--- Extracted text ---
++++++++++

# Seaview....Finally!



## falcondesigns (Oct 30, 2002)

So,after two year in a box,I decided that I wanted to see my Seaview up and built.The thing that bothered me was the radar domes on the sides.Some magic sculpt on the inside,then some resculping and you can see the difference.The center strake on the 17 footer does not go all the way up to the "stage" it fades at the top.Not quite finished but you can see where it's going.I found an automotive primer that,to me is the perfect top coat color.Now,if I could only get rid of the seam around the window insert....


----------



## gareee (Jan 1, 1970)

I finally found some led light strings that I want to use for lighting mine, so my journey with it is about to commence.

One thing I really wish, was that there were individual kit tips threads.. hunting down all the old build tip information is a bit of a daunting task.

For instance, I can't recall which was considered better.. assembling the front and back and then joining them, or assembling the sides, and then joining those. (I remember someone having a good reason for doing it side to side.

Maybe a "official" J2 tips thread would be a good place to start? Or someone here could be assigned mod status now, and be able to cobble something like that together?


----------



## falcondesigns (Oct 30, 2002)

It's much easier to do the front and back and join them in the center. Your asking for a lot of headaches if you do it the other way. I just have to figure out how I'm going to add the inch or so to the length.There was soppose to be an aftermarket plug,but it never came out,so I'm left to my own devices.The 17 footer is longer and the sail should be back by about an inch.

++++++++++

--- Records for processing ---
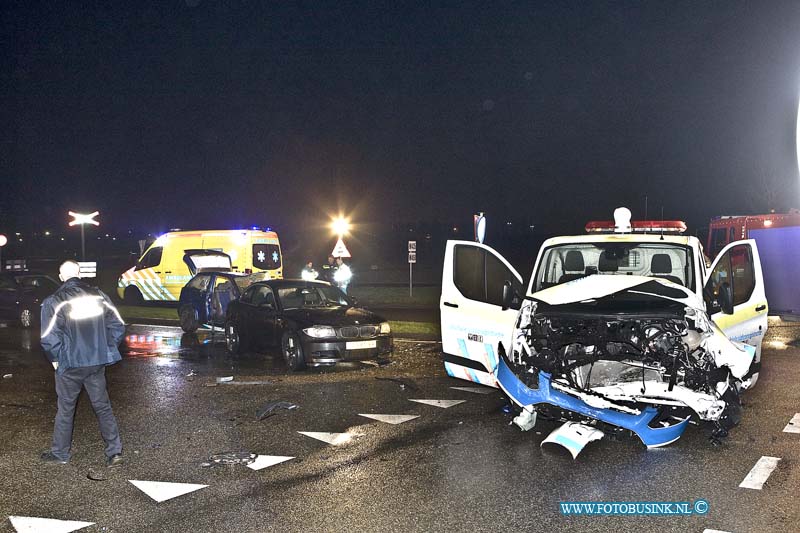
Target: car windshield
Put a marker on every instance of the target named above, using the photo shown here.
(39, 282)
(305, 296)
(568, 262)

++++++++++

--- What is asked ---
a: Please reproduce the Seaview thread starting with "So,after two year" and going on through "a daunting task.", substituting "sensor domes" wherever "radar domes" appears.
b: Repeat the entire listing that follows the Seaview thread word for word, leaving out the pictures.

--- Results ---
a:
So,after two year in a box,I decided that I wanted to see my Seaview up and built.The thing that bothered me was the sensor domes on the sides.Some magic sculpt on the inside,then some resculping and you can see the difference.The center strake on the 17 footer does not go all the way up to the "stage" it fades at the top.Not quite finished but you can see where it's going.I found an automotive primer that,to me is the perfect top coat color.Now,if I could only get rid of the seam around the window insert....


----------



## gareee (Jan 1, 1970)

I finally found some led light strings that I want to use for lighting mine, so my journey with it is about to commence.

One thing I really wish, was that there were individual kit tips threads.. hunting down all the old build tip information is a bit of a daunting task.

b:
Target: car windshield
Put a marker on every instance of the target named above, using the photo shown here.
(39, 282)
(305, 296)
(568, 262)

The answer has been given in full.